_EXERCISE GOAL_
Will you edit the rows below so that each "pin one point per instance" becomes "mark one point for each instance", with nothing else changed?

Rows contained in a dataset
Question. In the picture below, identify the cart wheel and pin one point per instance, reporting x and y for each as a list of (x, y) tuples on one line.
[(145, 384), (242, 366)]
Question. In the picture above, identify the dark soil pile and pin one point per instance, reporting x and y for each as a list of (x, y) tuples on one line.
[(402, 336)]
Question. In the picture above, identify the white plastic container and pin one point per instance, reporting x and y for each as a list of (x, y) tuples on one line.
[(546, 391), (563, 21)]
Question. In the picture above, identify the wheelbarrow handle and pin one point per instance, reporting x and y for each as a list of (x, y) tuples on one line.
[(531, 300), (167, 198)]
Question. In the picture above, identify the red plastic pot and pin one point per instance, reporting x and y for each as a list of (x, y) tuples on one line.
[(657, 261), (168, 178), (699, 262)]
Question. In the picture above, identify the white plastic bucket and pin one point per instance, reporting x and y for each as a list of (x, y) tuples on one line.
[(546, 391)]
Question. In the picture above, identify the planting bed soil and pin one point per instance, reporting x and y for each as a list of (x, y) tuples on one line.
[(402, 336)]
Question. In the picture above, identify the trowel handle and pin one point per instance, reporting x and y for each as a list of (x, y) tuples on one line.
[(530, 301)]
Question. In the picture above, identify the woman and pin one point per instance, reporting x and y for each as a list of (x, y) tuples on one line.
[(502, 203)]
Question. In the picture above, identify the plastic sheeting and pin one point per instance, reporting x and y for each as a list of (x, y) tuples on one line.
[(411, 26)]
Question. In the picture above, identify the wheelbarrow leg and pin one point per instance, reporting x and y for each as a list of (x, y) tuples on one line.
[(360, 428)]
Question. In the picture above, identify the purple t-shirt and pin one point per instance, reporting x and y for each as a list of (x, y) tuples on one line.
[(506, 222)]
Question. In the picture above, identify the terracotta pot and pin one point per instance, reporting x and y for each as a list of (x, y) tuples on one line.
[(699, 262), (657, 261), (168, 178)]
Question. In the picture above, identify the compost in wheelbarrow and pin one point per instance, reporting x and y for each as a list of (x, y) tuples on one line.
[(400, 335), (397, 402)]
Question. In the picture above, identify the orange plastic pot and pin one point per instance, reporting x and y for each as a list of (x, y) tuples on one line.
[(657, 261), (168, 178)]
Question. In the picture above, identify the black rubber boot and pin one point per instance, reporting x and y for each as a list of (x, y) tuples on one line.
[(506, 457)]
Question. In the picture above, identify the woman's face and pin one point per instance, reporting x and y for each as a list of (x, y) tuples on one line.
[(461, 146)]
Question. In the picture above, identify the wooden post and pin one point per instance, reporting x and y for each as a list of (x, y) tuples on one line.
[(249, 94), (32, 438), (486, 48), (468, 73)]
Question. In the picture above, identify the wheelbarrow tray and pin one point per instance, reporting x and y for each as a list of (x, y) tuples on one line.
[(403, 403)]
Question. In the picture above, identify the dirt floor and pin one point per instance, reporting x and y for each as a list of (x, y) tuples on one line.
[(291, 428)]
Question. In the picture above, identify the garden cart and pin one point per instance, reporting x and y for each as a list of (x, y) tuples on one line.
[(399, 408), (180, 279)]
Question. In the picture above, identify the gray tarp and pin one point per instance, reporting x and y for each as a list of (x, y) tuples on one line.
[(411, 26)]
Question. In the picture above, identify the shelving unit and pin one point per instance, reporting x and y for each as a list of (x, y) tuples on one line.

_RESULT_
Question. In the picture below, identify the cart wheel and mark one point for each instance, reporting x and y for each as a list of (x, y) tuples on one line.
[(145, 384), (242, 366)]
Question. In the picture above, identify the dark soil pile and mark one point for each instance, reporting x and y for each as a list of (x, y) tuples on one line.
[(402, 336)]
Question. In the picture above, identify the white plastic container and mark one point for each instance, reporting x and y for each as a list of (x, y) tuples on one line.
[(546, 391), (563, 21)]
Question. In the picture above, identify the wheelbarrow handle and mark one point for each instance, reporting x and y for each as a list of (x, y) tuples on one line.
[(531, 300), (167, 198)]
Question. In the picture above, identify the red plastic pot and mark one point for each instance, reporting x and y for each as a list of (x, y) tuples on one line.
[(657, 261), (168, 178), (699, 262)]
Question. In the picture above, identify the white plastic bucket and mark one point for each instance, reporting x and y for each as a list of (x, y) tuples on one line.
[(546, 391)]
Question. In the picture above, identify the planting bed soil and mark one point for each instance, reporting x and y for each as a list of (x, y) tuples on one line.
[(402, 336)]
Question. In the picture above, identify the trowel handle and mark one point for each instance, reporting x and y for each as a list of (x, y) tuples on one line.
[(530, 301)]
Question. In the picture above, identify the woman and mark one point for each instance, reporting x and y for each as a list of (x, y) tuples on one line.
[(502, 203)]
Question. In the picture above, identify the plastic sheeting and mark one point for each instance, reporting x and y for each as a list of (x, y) tuples on one line.
[(411, 26)]
Question. In the picture above, identify the wheelbarrow leg and mark one point for each instance, reporting x and y for each as a list of (x, y) tuples on one line.
[(360, 428)]
Question. In the picture above, identify the purple t-shirt and mark one point for each instance, reporting x and y for each as a list of (x, y) tuples on one line.
[(506, 222)]
Question. In the picture above, identify the terracotta pot and mark one point for each instance, reporting x and y for each as a list of (x, y) tuples on one line.
[(699, 262), (657, 261), (168, 178)]
Question. In the picture above, identify the compost in wheelbarrow and mark one point for each instance, reporting x and y for each as a list of (x, y) tuples on one line.
[(400, 335), (397, 402)]
Question. In the picture above, identify the orange plastic pot and mark one point for each instance, reporting x and y for each as a list of (x, y) tuples on one line.
[(657, 261), (168, 178)]
Question. In the picture above, identify the black rubber boot and mark one point for each instance, reporting x and y for each as a list of (x, y) tuples on one line.
[(506, 457)]
Question. In the picture above, identify the woman's face and mark one point for each instance, reporting x and y for each as a list of (x, y) tuples on one line.
[(461, 146)]
Question. In the picture above, identify the wooden post and mark one point for each instance, reporting x and y for each as a list of (x, y) tuples on one line.
[(249, 94), (32, 438), (486, 48), (468, 73)]
Question. In the picture above, identify the wheelbarrow tray and mark one point for each instance, reporting x and y for each as a list of (x, y) tuples on one line.
[(403, 403)]
Question. In the picture above, identify the dirt floor and mark one point for each instance, reporting x and y for each as a list of (x, y) tuples on one line.
[(291, 428)]
Question. In the picture above, identify the garden cart and mark one point for each instance, reporting x and y for each as a list of (x, y) tuples on one line.
[(399, 408), (180, 279)]
Question. In the picture above, identify the gray tarp and mark one point for each instance, reporting x and y for each as a list of (x, y) tuples on one line.
[(411, 26)]
Question. In the picture above, identify the shelving unit and mark one point for each instance, reporting x and y for each as a list of (x, y) tuples on one line.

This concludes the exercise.